* _PROBLEM DETAILS_:
Copy every entry below word for word, but omit the image lines.
··· PROVIDED DATA ···
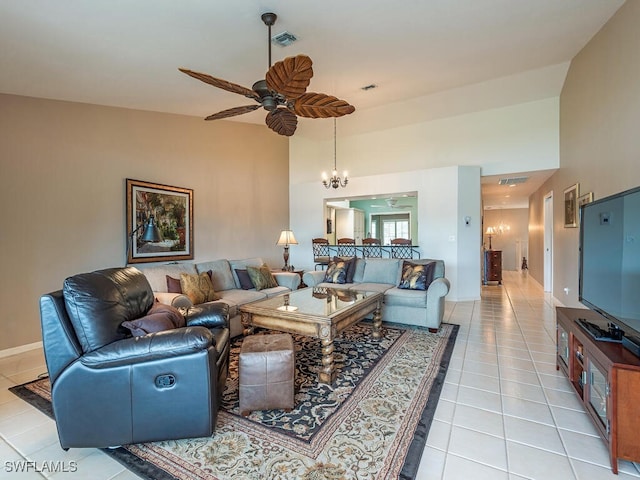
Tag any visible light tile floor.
[0,272,640,480]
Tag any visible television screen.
[579,187,640,335]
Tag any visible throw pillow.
[122,302,186,337]
[180,272,220,305]
[235,268,253,290]
[333,257,356,283]
[324,257,347,283]
[166,275,182,293]
[398,261,435,290]
[247,265,278,290]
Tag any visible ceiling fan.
[179,13,355,137]
[371,197,413,208]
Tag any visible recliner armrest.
[80,327,215,369]
[178,302,229,328]
[153,292,193,308]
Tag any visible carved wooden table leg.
[318,338,336,385]
[371,301,382,338]
[318,326,336,385]
[240,312,253,336]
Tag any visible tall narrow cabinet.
[556,307,640,473]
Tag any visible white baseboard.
[0,342,42,358]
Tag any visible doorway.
[543,192,553,292]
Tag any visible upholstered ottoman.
[238,333,295,416]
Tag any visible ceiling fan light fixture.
[178,12,355,137]
[322,117,349,188]
[271,31,298,47]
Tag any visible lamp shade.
[140,215,162,242]
[276,230,298,245]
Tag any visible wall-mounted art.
[126,178,193,263]
[564,183,579,228]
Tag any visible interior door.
[543,192,553,292]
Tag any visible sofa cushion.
[215,288,267,306]
[180,272,220,305]
[384,287,427,308]
[62,267,155,353]
[398,260,435,290]
[196,259,238,292]
[247,265,278,291]
[324,257,348,283]
[362,258,400,285]
[349,282,395,293]
[260,285,291,297]
[235,268,254,290]
[122,302,186,337]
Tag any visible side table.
[271,268,307,288]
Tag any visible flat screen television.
[579,187,640,336]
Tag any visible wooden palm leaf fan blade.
[266,108,298,137]
[205,105,262,120]
[178,68,260,102]
[293,92,356,118]
[265,55,313,100]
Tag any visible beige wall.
[529,1,640,306]
[0,95,289,350]
[482,208,529,270]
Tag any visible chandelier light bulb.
[322,117,349,188]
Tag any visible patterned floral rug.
[12,322,458,480]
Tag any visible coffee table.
[240,287,382,384]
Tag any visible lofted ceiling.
[0,0,624,127]
[0,0,624,206]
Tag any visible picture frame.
[564,183,579,228]
[126,178,193,263]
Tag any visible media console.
[556,307,640,473]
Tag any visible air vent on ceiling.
[271,32,298,47]
[498,177,529,185]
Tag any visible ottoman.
[238,333,295,416]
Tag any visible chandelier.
[322,117,349,188]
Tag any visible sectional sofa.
[137,257,301,337]
[302,258,450,331]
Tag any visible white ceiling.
[0,0,624,209]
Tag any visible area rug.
[11,322,458,480]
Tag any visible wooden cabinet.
[476,250,502,285]
[556,307,640,473]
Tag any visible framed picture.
[127,178,193,263]
[564,183,578,228]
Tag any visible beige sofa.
[302,258,450,331]
[137,257,300,337]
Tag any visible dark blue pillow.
[324,259,347,283]
[398,260,435,290]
···
* _COMPLETE RESPONSE_:
Tag any visible light tile floor.
[0,272,640,480]
Tag any visible television screen.
[579,187,640,335]
Tag any visible throw pillow.
[122,302,186,337]
[180,272,220,305]
[235,268,253,290]
[333,257,356,283]
[324,257,347,283]
[166,275,182,293]
[398,261,435,290]
[247,265,278,290]
Tag any visible ceiling fan.
[179,13,355,137]
[371,197,413,208]
Tag any visible recliner armrest.
[80,327,215,369]
[178,302,229,328]
[153,292,193,308]
Tag any visible carved wooden table leg.
[318,338,336,385]
[371,301,382,338]
[318,326,336,385]
[240,312,253,336]
Tag any visible tall narrow cabinet.
[556,307,640,473]
Tag any visible white baseboard.
[0,342,42,358]
Tag any visible doorway.
[543,192,553,292]
Tag any visible upholstered ottoman.
[238,333,295,416]
Tag any visible ceiling fan light fixture.
[178,12,355,137]
[322,117,349,188]
[271,31,298,47]
Tag any visible lamp shade.
[140,215,162,242]
[276,230,298,245]
Tag any visible wall-mounted art.
[126,178,193,263]
[564,183,579,228]
Tag any visible interior door.
[543,192,553,292]
Tag any visible sofa cushion.
[215,288,267,306]
[180,272,220,305]
[384,287,427,308]
[62,267,155,353]
[398,260,435,290]
[196,259,238,292]
[247,265,278,291]
[324,257,348,283]
[362,258,400,285]
[349,282,395,293]
[260,285,291,297]
[235,268,254,290]
[122,302,186,337]
Tag any visible side table.
[271,268,307,288]
Tag any visible flat screen television.
[579,187,640,336]
Tag any visible wooden palm leaf fan blade.
[266,108,298,137]
[205,105,262,120]
[178,68,260,102]
[293,92,356,118]
[265,55,313,100]
Tag any visible beige wall.
[529,1,640,306]
[0,95,289,350]
[482,208,529,270]
Tag any visible chandelier light bulb.
[322,117,349,188]
Tag any visible patterned floral rug.
[12,322,458,480]
Tag any visible coffee table.
[240,287,382,384]
Tag any visible lofted ceiling.
[0,0,624,127]
[0,0,624,206]
Tag any visible picture frame.
[564,183,579,228]
[126,178,193,263]
Tag any visible media console.
[556,307,640,473]
Tag any visible air vent on ceiling.
[271,32,298,47]
[498,177,529,185]
Tag any visible ottoman.
[238,333,295,416]
Tag any visible chandelier.
[322,117,349,188]
Tag any visible sectional sofa.
[137,257,301,337]
[302,258,450,331]
Tag any visible white ceiling.
[0,0,624,209]
Tag any visible area rug.
[11,322,458,480]
Tag any visible wooden cabinet.
[476,250,502,285]
[556,307,640,473]
Tag any visible framed picture.
[127,178,193,263]
[564,183,578,228]
Tag any visible beige sofa.
[302,258,450,331]
[137,257,300,337]
Tag any visible dark blue pillow.
[324,259,347,283]
[398,260,435,290]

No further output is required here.